Task to carry out —
Search the data for the word "below" and copy every line that contains it.

Data section —
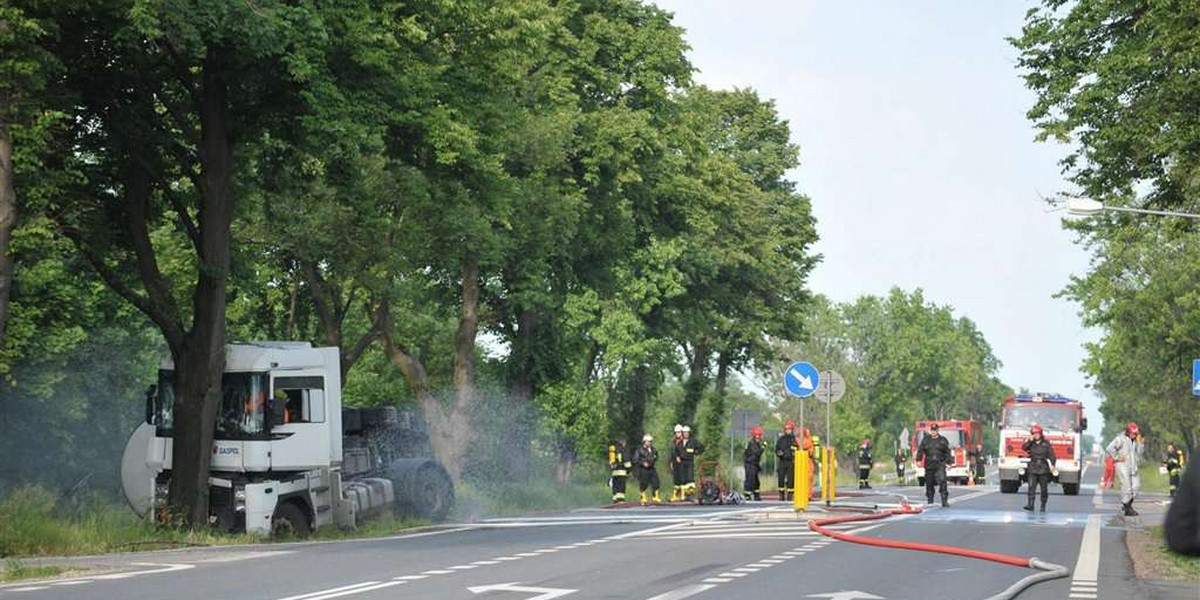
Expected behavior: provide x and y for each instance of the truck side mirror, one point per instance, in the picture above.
(276, 412)
(151, 403)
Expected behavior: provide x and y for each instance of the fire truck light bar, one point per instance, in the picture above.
(1050, 397)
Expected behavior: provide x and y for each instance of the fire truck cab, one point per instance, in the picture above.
(963, 436)
(1062, 423)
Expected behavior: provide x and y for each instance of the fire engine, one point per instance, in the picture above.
(1062, 423)
(963, 435)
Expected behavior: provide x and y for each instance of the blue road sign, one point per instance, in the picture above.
(1195, 377)
(802, 379)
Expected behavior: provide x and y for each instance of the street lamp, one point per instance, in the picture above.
(1087, 207)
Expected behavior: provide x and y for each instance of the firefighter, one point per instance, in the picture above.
(619, 465)
(688, 450)
(785, 469)
(1126, 450)
(1042, 466)
(978, 465)
(647, 475)
(864, 465)
(935, 450)
(1174, 463)
(677, 465)
(751, 459)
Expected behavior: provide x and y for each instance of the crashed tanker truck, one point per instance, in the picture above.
(1062, 424)
(287, 457)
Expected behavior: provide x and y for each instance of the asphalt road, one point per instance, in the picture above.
(660, 553)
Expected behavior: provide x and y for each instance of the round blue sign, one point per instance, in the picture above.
(802, 379)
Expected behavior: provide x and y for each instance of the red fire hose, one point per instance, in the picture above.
(1049, 570)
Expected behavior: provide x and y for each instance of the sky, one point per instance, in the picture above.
(921, 163)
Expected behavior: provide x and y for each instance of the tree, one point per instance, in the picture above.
(1116, 81)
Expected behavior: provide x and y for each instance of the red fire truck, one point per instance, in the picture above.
(963, 435)
(1062, 423)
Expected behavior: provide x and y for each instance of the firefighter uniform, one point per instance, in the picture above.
(1038, 471)
(1174, 463)
(1126, 453)
(619, 465)
(785, 469)
(978, 465)
(935, 450)
(647, 475)
(751, 459)
(864, 466)
(687, 457)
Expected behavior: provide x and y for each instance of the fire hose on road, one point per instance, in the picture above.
(1048, 571)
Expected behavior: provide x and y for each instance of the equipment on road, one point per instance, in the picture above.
(287, 457)
(960, 435)
(1063, 424)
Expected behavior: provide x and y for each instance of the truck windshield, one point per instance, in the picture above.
(1050, 417)
(243, 408)
(953, 436)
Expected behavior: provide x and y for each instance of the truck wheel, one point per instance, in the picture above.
(289, 521)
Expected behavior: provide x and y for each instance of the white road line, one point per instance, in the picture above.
(310, 595)
(1087, 567)
(359, 591)
(684, 592)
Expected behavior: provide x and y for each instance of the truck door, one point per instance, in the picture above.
(301, 441)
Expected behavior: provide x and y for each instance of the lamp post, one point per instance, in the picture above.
(1087, 207)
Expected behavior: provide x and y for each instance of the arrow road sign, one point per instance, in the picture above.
(847, 595)
(802, 379)
(543, 593)
(833, 387)
(1195, 377)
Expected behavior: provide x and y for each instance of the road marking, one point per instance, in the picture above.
(684, 592)
(1087, 567)
(311, 595)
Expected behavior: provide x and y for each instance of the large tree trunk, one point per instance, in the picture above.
(695, 385)
(201, 363)
(7, 223)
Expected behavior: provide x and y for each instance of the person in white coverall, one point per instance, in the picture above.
(1126, 451)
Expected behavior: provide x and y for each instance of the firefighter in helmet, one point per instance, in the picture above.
(647, 475)
(687, 459)
(1174, 463)
(1042, 466)
(935, 450)
(864, 465)
(785, 453)
(619, 465)
(1126, 453)
(751, 459)
(677, 465)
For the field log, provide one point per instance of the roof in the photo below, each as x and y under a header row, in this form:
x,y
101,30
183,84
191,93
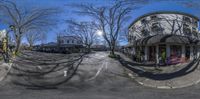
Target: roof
x,y
173,39
163,12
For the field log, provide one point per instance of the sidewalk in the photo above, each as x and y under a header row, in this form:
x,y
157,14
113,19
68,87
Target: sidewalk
x,y
4,69
187,75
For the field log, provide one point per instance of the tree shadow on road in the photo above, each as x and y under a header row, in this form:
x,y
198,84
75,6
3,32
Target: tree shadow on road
x,y
163,76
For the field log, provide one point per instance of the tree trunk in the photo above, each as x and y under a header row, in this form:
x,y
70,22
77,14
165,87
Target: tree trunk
x,y
18,42
112,50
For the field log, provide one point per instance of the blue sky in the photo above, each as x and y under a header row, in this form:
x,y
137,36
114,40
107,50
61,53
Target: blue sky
x,y
152,7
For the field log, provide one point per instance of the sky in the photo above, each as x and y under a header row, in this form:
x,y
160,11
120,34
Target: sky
x,y
67,11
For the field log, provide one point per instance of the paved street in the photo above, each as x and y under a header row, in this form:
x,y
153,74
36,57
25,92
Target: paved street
x,y
98,77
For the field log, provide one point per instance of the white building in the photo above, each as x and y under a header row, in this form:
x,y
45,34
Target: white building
x,y
69,40
167,37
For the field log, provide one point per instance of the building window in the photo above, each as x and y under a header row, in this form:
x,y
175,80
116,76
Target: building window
x,y
145,32
154,17
186,19
156,28
187,31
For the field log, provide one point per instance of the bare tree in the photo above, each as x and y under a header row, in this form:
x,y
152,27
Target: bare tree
x,y
110,20
86,31
22,20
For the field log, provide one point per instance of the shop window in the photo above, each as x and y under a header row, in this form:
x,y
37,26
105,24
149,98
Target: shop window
x,y
187,31
156,28
186,19
145,32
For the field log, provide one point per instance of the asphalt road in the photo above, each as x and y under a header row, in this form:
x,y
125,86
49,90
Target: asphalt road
x,y
98,77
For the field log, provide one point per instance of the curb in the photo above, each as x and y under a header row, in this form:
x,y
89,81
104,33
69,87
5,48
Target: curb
x,y
6,73
131,75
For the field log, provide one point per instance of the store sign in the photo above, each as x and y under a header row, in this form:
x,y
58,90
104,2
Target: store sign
x,y
2,34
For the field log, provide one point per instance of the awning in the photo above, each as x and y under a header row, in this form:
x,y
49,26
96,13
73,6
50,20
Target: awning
x,y
173,39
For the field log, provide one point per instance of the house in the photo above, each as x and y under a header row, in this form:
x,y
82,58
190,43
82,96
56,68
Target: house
x,y
164,37
64,44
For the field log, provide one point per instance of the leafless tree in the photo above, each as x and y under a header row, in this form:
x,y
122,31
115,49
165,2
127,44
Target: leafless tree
x,y
33,37
86,31
25,20
110,19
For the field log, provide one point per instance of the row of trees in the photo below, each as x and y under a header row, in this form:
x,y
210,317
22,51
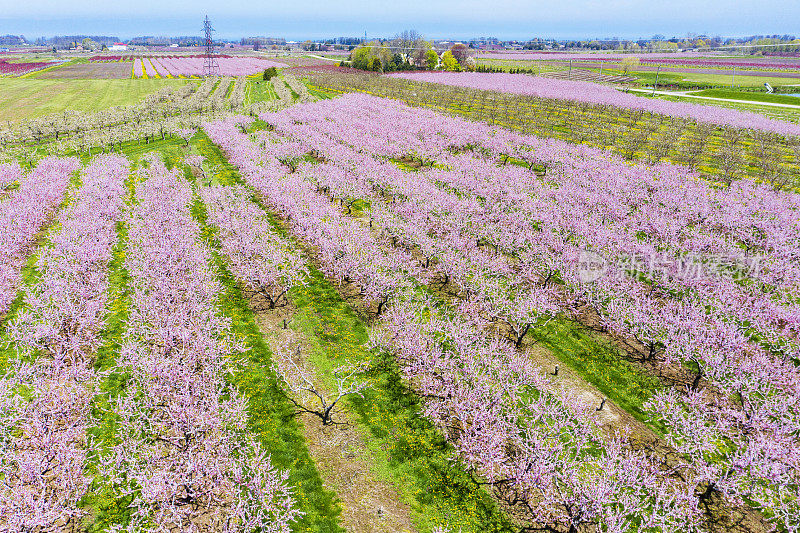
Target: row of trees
x,y
409,51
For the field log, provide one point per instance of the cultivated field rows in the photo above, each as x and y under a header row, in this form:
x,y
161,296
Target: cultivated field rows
x,y
720,154
717,371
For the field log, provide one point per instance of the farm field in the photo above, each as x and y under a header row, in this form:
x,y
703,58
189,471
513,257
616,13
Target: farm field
x,y
87,71
744,78
414,299
28,98
424,276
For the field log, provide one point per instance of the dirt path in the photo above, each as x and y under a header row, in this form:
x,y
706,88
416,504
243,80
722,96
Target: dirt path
x,y
369,504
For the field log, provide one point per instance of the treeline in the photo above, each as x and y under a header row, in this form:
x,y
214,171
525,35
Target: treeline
x,y
65,41
6,40
409,51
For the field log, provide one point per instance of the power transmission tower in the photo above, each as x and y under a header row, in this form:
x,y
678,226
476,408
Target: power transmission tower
x,y
210,65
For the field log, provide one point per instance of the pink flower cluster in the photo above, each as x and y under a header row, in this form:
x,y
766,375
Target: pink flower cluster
x,y
24,213
594,93
17,69
694,59
511,417
43,457
467,216
267,263
182,449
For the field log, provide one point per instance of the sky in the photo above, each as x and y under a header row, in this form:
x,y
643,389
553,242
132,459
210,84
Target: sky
x,y
460,19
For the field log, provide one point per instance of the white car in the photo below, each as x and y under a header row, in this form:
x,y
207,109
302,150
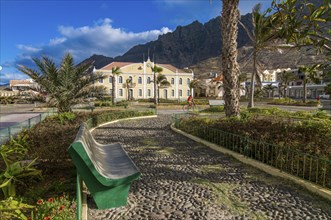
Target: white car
x,y
324,96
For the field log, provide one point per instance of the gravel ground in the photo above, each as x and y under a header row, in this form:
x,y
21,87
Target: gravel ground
x,y
182,179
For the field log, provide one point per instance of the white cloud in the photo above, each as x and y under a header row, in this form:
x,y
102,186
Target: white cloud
x,y
28,48
55,41
99,38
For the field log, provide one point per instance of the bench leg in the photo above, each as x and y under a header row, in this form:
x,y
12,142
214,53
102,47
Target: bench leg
x,y
113,197
79,191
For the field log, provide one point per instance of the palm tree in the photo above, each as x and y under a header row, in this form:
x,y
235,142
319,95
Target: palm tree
x,y
230,66
156,70
242,78
115,71
270,89
193,85
262,36
309,73
161,82
65,85
285,78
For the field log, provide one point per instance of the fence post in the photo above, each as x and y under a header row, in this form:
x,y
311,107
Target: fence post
x,y
79,197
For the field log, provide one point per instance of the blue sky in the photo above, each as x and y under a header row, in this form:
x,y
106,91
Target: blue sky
x,y
33,28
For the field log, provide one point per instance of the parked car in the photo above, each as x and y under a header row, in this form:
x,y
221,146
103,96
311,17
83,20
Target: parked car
x,y
324,96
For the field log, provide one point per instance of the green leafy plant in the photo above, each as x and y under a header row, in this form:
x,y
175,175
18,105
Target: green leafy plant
x,y
10,208
14,169
54,208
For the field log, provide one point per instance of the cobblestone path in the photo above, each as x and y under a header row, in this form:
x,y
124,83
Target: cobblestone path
x,y
182,179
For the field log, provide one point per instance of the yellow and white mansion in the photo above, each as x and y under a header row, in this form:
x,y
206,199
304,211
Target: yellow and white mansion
x,y
141,77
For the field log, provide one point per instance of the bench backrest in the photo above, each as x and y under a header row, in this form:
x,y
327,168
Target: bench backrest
x,y
106,162
216,102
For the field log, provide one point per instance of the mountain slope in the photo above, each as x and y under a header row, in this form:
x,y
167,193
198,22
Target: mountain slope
x,y
187,45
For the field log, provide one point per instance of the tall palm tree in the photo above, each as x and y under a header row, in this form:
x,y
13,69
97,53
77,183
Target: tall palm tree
x,y
115,71
230,66
161,82
195,83
65,85
156,70
285,78
270,90
262,36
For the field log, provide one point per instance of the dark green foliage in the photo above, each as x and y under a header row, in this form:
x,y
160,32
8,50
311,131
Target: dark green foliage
x,y
309,136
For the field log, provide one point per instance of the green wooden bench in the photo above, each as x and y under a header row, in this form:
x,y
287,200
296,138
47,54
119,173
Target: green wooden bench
x,y
216,102
107,170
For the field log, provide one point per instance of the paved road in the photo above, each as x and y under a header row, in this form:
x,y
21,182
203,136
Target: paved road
x,y
15,113
182,179
12,119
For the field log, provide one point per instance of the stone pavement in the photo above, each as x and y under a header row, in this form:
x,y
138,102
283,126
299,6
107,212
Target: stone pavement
x,y
182,179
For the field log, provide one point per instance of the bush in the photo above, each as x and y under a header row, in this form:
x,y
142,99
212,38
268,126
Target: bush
x,y
54,208
309,136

Task solution —
For the field log, provide one point per instance of the roof in the photo below, each as x and y under a header row, in this form:
For the field log, provide one point per instance of the row of trees in the photo below, each as x and y under a header row, in this form:
For the field log, provide one point per instance of the white car in the photo below, each as x and y under a header row, in this form:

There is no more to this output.